:: TEXTO ::
No solo debían ingeniarse con la escasez de alimentos, sino también
debían transportarlos por largas travesías y preservarlos en pésimas
condiciones durante unos veranos que se manifestaba con un promedio de 55 ºC a
la sombra – si se encontraba. Para completar las exigencias, hasta el
abastecimiento de las llamas de sus fogones era un desafío, ya que la madera no
abunda en el desierto. Su comida era simple y reflejaba sus raíces pastorales,
estando basada en la leche, carnes y quesos de cabras, corderos y camellos,
dátiles, arroz, harina y samn (manteca). Pero a pesar de la simpleza de sus
ingredientes, sus platos eran delicados, aromáticos y preparados con mucho
esmero (a veces en fogones bajo tierra, enterrados en ollas de barro).
Un destino de vagar constante y la siempre presente incertidumbre del
devenir sumada a la soledad de su existencia los llevó a desarrollar una
generosidad extrema y una celebración a las visitas que ha vuelto legendaria a
la hospitalidad de los beduinos. Si bien no son ricos, ya que en el desierto
nada sobra, los huéspedes son siempre bienvenidos en sus tiendas ya que creen
que los huéspedes son enviados de Dios, por lo que los llaman Dayf Allah. La
llegada de un visitante ya es razón suficiente para celebrar con un festín
donde no faltará la poesía, la música, los relatos y por supuesto los agasajos
gastronómicos.
:::
:: MATERIAL DE CONSULTA ::
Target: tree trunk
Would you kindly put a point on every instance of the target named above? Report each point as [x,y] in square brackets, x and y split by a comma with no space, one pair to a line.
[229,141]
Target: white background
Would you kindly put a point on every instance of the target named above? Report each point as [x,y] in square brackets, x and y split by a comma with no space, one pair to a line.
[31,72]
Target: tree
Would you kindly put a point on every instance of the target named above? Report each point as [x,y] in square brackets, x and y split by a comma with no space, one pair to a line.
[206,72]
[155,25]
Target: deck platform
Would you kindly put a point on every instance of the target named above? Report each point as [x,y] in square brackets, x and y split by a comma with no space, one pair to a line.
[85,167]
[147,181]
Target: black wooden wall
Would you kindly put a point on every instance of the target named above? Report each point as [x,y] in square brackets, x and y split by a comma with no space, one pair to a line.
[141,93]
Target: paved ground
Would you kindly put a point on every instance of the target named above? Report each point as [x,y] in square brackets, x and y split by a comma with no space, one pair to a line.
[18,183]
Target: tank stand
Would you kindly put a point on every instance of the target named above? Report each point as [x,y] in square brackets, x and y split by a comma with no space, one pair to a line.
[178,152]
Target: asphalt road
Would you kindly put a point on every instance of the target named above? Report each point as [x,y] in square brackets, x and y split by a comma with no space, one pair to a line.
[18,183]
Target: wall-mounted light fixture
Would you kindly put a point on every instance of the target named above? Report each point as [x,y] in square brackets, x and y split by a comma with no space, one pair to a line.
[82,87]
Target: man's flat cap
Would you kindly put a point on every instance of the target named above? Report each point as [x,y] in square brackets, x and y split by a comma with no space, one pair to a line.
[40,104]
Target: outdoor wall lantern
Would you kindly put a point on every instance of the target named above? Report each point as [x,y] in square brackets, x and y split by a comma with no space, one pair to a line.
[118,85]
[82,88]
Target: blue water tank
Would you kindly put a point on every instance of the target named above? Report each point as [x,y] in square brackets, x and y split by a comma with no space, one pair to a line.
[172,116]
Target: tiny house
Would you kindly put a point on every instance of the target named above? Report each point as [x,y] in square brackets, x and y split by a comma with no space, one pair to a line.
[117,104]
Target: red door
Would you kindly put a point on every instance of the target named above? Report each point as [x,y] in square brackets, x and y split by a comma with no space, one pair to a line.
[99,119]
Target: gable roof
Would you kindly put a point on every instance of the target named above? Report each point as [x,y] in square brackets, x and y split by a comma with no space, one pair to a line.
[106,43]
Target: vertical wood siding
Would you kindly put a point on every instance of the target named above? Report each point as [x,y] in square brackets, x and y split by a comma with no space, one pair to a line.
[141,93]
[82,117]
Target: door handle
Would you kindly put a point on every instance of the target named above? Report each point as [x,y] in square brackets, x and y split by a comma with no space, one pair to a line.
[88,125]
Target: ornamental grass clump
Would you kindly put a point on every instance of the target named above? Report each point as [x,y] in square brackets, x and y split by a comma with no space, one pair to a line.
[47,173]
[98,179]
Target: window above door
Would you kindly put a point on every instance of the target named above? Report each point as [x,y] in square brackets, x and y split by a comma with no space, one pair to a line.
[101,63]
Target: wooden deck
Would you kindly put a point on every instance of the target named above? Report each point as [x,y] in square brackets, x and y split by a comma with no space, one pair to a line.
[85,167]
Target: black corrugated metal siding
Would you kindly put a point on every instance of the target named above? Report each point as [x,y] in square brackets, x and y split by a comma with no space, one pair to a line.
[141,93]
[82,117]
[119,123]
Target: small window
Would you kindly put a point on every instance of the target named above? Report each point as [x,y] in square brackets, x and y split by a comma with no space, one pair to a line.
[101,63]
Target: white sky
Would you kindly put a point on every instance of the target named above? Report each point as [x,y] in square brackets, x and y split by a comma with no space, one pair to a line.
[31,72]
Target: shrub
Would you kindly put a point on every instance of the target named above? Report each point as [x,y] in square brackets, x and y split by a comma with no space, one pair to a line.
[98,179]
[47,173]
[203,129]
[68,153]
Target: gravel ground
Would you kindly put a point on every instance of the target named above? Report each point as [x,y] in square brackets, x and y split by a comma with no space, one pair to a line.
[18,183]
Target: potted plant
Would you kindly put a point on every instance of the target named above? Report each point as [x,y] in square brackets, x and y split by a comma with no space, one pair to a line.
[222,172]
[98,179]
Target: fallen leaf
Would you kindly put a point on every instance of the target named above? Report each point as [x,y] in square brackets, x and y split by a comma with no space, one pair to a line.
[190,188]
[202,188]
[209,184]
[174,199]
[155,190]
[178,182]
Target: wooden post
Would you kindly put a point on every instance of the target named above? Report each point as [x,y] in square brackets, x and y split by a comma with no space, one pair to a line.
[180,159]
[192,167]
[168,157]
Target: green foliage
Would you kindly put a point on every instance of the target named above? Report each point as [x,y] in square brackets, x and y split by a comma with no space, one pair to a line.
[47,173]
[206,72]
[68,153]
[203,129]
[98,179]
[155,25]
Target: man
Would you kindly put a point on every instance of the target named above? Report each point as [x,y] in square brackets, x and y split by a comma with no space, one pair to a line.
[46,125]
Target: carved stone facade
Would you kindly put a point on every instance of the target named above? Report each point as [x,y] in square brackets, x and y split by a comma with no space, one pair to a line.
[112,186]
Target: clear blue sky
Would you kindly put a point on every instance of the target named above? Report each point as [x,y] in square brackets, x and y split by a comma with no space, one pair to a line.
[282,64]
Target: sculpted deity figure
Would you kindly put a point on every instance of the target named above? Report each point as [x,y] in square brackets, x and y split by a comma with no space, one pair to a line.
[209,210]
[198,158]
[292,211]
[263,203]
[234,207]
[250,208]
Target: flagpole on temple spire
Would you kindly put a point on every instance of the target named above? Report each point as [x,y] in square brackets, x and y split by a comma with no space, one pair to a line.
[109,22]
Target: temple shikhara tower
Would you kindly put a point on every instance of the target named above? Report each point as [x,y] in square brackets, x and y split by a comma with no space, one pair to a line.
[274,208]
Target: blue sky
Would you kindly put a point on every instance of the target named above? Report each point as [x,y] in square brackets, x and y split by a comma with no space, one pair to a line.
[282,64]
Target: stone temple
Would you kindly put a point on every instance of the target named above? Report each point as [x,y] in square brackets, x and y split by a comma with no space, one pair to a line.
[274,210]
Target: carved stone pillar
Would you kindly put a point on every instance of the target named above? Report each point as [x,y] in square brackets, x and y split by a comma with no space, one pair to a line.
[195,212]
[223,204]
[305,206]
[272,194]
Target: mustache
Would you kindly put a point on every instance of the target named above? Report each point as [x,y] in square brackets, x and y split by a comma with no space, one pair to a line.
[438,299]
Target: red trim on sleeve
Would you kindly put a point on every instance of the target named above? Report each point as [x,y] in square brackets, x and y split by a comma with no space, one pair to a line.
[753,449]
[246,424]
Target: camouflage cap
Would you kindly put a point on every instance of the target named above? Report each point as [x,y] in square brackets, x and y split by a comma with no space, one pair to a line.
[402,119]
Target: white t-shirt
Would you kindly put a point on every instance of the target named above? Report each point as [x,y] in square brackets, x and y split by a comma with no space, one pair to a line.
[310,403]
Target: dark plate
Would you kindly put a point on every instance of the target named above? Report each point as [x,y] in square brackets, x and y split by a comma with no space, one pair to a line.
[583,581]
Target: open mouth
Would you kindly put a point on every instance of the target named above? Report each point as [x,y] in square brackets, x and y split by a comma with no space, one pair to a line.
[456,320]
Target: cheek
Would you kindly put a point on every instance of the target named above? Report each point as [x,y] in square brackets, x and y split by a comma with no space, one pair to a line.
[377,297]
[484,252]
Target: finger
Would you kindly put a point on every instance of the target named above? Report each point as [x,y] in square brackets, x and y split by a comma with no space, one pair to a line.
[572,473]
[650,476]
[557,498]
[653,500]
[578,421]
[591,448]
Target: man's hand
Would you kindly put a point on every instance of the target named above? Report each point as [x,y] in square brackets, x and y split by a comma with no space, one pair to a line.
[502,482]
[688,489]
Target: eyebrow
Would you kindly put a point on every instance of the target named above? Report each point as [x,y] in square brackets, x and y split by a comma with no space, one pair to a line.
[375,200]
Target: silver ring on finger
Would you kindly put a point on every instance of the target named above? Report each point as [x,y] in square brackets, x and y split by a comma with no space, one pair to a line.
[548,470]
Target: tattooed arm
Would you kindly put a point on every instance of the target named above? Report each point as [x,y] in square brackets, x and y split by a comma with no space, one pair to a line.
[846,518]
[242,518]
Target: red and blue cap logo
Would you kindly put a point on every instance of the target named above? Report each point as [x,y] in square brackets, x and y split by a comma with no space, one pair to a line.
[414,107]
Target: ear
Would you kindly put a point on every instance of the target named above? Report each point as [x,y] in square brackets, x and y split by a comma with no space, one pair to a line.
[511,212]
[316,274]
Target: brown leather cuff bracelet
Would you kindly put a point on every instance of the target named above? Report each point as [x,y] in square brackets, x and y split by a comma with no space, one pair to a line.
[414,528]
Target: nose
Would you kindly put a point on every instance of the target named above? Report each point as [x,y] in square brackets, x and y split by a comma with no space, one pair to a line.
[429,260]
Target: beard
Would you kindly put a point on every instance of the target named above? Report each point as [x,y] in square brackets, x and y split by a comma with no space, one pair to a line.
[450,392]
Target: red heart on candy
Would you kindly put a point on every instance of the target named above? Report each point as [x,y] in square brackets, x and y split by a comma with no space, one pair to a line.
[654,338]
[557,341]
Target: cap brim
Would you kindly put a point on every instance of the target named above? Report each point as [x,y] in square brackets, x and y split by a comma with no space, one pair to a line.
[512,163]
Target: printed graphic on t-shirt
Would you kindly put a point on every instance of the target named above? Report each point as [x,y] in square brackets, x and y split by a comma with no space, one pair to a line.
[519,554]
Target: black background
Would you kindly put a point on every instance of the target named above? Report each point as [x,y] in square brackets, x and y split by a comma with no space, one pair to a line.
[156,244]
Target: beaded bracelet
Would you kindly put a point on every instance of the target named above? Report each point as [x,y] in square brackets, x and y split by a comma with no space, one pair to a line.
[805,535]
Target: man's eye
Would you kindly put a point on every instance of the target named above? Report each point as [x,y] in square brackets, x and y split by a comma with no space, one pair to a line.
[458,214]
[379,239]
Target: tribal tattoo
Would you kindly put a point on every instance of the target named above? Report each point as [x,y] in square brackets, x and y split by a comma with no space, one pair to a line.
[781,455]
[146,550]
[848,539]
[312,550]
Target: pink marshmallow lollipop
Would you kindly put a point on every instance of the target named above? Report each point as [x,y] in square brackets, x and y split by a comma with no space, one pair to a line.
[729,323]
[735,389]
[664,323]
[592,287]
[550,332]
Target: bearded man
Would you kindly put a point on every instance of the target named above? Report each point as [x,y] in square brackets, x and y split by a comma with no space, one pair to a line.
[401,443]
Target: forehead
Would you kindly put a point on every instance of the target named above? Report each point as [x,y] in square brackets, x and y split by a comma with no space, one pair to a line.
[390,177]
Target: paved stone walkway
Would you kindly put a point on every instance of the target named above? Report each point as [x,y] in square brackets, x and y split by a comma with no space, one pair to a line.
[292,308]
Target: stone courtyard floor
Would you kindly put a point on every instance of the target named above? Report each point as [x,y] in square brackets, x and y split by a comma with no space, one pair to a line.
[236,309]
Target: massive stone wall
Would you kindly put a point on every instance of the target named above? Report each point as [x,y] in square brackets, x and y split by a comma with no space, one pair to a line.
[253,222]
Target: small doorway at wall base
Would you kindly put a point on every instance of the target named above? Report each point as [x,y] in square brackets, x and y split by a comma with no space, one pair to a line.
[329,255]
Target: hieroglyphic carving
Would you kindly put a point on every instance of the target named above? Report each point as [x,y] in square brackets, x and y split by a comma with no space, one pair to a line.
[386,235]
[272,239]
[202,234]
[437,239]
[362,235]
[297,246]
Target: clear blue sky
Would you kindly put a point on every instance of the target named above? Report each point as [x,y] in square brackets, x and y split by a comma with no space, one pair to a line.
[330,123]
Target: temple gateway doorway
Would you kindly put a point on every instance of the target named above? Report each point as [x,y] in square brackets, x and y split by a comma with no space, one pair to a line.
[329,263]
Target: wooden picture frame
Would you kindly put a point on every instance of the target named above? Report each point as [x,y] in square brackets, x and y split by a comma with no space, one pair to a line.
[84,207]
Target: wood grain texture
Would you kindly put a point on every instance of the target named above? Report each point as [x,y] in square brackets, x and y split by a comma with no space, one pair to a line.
:::
EJERCICIOS -
[A] Según el texto sobre los beduinos, ¿qué nombre les dan a los huéspedes?
[B] Traduce al inglés esta oración del texto sobre los beduinos: "Su comida era simple y reflejaba sus raíces pastorales, estando basada en la leche, carnes y quesos de cabras, corderos y camellos, dátiles, arroz, harina y samn (manteca)."
Este material no tiene relación con el texto sobre los beduinos.

RESULTADOS -
[A] Dayf Allah.

[B] Their food was simple and reflected their pastoral roots, being based on milk, meats and cheeses from goats, lambs and camels, dates, rice, flour and samn (butter).